Jim DiEugenio's review of Volume I is the first installment of CTKA's book-by-book review of Douglas Horne's five-volume set Inside the ARRB. Later contributions by Dr. David Mantik, Gary Aguilar and Jim DiEugenio will complete the critique of this mammoth series.)

I

Douglas Horne's five volume set is formally titled Inside the Assassination Records Review Board: The U.S. Government's Final Attempt to Reconcile the Conflicting Medical Evidence in the Assassination of JFK. In almost record time it has become an object of heated and almost embattled controversy. There was at first a barrage of advance, and pretty much unqualified, praise from certain quarters of the research community. The book was then attacked by both Krazy Kid Oswald advocates and certain Warren Commission critics. In reading Horne's series two things strike me about the book's reception. First, the reaction seems to me to be predictable since Horne is postulating a rather radical interpretation of the medical evidence and the Zapruder film. Second, although Volume Four was released first, and has generated the most controversy, it seems rather shortsighted to concentrate on that particular book in explaining this work. To understand Horne, and where his book is coming from, one has to read Volume I first. I read it twice and consider it crucial in any evaluation of this rather large outpouring of writing and research....

[see: Link Text re: Horne and Lifton;....]

.... For me, the most interesting chapter in Volume I is also a disappointing one. And it has little, if anything, to do with Horne's attempt to revive and revise Best Evidence. Horne entitles it "Prologue: The Culture of the ARRB". Here he offers his insights into the personalities and stances of the people he worked with and for at the Board. Specifically the other staffers, the Executive Director, and the ARRB members. I thought this chapter was both valuable and unique for the simple reason it had not been done before from anyone who was actually there at the time. One of the most startling revelations is that Executive Director David Marwell regularly talked to and lunched with the likes of Max Holland, Gus Russo, and the anti-Christ himself Gerald Posner. (p. 13) In fact, when Marwell was hired he told a newspaper interviewer that he found much of value in Case Closed. Although this was startling, it only set the stage for what the book reveals about that body as a whole: information the research community did not know at the time and which now sets off retroactive light.

For beginners, not one Board member – historians Anna Nelson and Henry Graff, Dean Kermit Hall, archivist William Joyce, or Judge Jack Tunheim – believed Kennedy was killed by a conspiracy. (p. 10) Further, Horne estimates that well over half of the staff members believed Oswald did it. To the point that many exhibited a prejudice bordering on condescension toward those who did not believe the Warren Commission fairy tale. (p. 11) Chief Counsel Jeremy Gunn actually told Horne not to talk to the Board members about conspiracy angles, no matter how well founded they were. (p. 12) Why? Because the Board members were so mainstream oriented they would probably doubt his suitability for the ARRB.

- _Record set_
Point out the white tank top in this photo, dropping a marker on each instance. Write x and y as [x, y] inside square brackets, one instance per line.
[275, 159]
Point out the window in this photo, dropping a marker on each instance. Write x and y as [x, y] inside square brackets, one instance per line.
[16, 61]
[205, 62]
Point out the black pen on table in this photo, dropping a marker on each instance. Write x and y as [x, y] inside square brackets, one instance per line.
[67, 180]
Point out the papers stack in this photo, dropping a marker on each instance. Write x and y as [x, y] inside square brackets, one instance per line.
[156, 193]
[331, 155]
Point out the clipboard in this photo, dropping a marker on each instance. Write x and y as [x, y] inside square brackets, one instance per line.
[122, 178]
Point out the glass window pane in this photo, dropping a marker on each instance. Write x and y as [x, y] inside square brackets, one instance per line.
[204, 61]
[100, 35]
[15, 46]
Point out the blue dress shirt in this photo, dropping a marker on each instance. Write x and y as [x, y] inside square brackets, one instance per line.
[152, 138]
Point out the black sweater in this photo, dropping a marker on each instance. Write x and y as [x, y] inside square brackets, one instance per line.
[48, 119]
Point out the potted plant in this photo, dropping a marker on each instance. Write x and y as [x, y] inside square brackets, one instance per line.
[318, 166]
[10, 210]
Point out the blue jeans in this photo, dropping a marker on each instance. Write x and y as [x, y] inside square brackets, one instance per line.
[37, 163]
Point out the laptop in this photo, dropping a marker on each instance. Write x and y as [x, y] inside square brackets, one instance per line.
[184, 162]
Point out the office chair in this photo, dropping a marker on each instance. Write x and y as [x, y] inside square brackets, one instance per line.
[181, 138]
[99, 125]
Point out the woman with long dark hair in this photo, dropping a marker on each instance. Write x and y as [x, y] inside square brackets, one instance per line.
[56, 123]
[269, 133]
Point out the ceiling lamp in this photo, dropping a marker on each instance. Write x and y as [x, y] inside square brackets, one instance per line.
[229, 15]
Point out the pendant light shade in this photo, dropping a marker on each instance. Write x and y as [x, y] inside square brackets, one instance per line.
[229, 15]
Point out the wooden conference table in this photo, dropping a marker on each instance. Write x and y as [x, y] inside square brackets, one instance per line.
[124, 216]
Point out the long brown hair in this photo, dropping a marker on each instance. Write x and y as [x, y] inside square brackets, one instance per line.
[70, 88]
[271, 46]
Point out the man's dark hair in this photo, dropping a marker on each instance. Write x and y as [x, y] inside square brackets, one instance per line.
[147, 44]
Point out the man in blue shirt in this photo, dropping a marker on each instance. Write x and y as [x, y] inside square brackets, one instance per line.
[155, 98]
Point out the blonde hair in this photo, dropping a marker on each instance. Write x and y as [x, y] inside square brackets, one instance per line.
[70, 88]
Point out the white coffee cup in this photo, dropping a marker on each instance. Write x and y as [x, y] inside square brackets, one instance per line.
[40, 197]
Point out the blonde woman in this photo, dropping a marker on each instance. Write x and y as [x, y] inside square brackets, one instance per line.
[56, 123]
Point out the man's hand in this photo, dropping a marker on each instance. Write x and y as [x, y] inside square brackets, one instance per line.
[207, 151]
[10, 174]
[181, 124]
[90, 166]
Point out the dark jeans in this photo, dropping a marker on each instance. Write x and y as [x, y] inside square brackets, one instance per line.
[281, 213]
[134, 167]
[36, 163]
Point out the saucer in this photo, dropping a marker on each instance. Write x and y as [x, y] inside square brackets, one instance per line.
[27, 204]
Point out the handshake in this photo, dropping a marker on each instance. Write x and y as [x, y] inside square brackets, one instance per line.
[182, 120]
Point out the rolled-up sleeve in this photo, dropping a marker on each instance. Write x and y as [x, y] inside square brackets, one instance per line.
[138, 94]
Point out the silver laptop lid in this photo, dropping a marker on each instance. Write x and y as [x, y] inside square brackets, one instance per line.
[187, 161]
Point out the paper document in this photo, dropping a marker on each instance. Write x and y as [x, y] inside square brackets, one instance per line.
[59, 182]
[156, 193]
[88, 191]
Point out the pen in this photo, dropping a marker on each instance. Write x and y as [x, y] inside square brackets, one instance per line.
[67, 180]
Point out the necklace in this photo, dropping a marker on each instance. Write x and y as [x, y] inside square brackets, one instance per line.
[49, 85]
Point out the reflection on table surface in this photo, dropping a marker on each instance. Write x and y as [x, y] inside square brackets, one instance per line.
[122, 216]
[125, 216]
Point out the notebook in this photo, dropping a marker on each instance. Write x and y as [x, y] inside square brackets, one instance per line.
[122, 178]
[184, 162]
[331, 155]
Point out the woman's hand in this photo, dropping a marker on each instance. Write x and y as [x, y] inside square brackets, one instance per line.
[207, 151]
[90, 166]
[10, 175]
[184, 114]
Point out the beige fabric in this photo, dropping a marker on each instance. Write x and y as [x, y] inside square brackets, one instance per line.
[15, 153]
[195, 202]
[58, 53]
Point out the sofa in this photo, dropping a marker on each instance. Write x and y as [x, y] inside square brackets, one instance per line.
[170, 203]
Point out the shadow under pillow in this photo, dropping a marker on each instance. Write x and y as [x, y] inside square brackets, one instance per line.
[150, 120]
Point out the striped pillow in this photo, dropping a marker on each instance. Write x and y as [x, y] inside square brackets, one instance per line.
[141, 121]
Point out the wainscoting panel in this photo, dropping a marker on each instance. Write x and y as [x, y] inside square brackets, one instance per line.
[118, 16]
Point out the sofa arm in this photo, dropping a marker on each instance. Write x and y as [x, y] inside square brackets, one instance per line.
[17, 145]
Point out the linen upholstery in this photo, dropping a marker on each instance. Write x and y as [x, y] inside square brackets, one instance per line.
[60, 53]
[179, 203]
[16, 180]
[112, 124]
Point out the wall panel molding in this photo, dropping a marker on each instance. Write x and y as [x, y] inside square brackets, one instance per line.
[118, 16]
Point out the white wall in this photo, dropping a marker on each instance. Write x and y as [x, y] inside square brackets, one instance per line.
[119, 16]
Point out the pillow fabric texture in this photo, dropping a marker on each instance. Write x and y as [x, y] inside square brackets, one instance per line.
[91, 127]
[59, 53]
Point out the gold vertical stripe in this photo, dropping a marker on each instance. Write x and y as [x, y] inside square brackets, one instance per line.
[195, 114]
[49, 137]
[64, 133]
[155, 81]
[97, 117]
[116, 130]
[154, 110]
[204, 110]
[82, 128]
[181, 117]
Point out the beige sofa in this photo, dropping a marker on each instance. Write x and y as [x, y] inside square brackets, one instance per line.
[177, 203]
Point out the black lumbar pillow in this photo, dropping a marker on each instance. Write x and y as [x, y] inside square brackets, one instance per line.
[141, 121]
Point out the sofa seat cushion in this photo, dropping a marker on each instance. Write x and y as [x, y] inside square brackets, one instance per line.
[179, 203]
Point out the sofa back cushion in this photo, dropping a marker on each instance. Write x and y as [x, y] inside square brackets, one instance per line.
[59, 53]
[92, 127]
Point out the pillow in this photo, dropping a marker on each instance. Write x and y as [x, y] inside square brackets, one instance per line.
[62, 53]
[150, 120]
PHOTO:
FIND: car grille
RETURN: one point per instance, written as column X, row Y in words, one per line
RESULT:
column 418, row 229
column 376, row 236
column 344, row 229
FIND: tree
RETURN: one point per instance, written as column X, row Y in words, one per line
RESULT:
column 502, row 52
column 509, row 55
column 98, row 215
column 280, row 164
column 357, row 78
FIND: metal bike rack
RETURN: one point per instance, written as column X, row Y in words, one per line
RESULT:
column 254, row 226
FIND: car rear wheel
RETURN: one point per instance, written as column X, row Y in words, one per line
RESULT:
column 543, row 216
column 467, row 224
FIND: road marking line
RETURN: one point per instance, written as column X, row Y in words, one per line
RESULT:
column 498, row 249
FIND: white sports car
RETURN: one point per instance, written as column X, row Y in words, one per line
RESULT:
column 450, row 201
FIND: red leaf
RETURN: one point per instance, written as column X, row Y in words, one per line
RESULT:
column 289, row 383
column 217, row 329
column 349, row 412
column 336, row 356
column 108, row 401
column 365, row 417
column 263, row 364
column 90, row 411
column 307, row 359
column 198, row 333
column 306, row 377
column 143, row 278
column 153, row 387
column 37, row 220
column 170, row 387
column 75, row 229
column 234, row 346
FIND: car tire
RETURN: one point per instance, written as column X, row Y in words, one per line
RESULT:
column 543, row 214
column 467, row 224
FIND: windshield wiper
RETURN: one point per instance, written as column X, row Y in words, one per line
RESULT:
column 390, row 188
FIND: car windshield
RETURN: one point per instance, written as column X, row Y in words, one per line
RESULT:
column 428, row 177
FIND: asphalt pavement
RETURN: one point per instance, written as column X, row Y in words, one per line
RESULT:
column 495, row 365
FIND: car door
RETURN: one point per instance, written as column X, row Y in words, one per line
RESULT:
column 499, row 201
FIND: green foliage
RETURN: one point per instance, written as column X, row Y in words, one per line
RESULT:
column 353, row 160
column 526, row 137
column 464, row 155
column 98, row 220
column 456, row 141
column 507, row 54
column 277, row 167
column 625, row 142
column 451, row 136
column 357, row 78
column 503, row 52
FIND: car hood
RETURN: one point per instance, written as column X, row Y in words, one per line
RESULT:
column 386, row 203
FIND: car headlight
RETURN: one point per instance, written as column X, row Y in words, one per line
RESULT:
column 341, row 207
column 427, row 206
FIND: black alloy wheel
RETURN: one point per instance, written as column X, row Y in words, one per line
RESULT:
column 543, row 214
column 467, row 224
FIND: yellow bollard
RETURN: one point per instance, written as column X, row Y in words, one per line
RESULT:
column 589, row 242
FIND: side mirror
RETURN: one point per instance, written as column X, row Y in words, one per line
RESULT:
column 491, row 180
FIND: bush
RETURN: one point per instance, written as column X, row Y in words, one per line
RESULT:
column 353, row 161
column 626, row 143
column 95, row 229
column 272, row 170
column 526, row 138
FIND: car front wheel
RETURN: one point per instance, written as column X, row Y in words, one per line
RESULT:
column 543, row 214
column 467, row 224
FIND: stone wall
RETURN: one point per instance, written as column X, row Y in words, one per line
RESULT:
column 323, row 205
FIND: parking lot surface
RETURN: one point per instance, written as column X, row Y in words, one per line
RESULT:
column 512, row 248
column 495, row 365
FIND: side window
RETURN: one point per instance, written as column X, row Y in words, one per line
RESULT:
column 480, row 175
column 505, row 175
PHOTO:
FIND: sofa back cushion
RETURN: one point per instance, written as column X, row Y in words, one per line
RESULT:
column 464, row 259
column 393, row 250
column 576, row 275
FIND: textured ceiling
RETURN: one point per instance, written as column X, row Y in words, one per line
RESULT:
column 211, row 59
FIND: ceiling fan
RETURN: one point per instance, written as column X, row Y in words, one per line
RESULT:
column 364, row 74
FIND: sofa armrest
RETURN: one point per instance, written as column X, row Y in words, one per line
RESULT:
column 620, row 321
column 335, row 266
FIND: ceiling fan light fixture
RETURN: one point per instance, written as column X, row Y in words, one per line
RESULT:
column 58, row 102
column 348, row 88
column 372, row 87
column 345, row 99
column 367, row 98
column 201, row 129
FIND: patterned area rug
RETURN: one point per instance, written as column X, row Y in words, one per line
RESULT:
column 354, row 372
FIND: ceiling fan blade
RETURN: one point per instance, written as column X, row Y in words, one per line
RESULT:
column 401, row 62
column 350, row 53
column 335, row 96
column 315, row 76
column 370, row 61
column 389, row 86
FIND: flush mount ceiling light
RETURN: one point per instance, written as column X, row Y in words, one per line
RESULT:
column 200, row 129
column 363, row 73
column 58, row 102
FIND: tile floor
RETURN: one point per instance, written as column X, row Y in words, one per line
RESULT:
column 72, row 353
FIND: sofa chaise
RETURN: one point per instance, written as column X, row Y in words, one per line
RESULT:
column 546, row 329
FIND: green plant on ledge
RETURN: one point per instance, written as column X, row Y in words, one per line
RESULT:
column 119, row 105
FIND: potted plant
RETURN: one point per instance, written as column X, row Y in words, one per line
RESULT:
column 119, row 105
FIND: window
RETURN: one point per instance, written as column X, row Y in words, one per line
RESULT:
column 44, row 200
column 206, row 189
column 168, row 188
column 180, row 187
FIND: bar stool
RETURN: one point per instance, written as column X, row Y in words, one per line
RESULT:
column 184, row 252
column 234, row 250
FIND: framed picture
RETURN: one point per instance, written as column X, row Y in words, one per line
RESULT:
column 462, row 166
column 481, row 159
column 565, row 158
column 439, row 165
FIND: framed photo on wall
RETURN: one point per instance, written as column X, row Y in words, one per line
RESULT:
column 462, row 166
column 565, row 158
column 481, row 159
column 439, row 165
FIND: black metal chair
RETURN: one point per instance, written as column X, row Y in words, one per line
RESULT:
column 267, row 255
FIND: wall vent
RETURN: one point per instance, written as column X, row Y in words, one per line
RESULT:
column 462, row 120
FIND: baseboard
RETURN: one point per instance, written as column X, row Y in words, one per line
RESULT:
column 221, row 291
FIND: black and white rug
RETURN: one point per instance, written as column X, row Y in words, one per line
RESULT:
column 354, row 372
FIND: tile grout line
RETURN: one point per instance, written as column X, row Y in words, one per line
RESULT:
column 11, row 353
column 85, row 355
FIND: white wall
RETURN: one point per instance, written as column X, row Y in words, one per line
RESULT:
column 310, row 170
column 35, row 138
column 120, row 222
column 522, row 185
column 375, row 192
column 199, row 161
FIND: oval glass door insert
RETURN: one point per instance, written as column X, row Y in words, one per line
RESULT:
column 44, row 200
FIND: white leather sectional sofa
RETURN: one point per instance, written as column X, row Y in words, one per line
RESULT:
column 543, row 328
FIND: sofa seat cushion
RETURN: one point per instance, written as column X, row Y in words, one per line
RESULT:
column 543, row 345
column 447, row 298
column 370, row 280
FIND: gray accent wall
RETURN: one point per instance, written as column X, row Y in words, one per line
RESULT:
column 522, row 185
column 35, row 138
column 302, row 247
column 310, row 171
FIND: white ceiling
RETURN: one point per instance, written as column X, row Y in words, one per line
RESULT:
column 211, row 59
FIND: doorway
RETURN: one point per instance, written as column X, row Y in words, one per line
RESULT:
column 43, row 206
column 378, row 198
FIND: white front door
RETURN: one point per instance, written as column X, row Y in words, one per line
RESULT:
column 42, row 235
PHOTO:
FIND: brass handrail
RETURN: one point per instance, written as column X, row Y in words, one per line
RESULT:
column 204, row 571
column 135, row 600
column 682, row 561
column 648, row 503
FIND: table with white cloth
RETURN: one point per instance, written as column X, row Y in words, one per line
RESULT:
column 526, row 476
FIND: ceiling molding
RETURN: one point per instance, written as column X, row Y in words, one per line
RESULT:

- _Problem to solve_
Print the part of the review excerpt word for word, beginning at the words "Jim DiEugenio's review" and stopping after "this mammoth series.)". Rely on the review excerpt alone.

- _Response_
Jim DiEugenio's review of Volume I is the first installment of CTKA's book-by-book review of Douglas Horne's five-volume set Inside the ARRB. Later contributions by Dr. David Mantik, Gary Aguilar and Jim DiEugenio will complete the critique of this mammoth series.)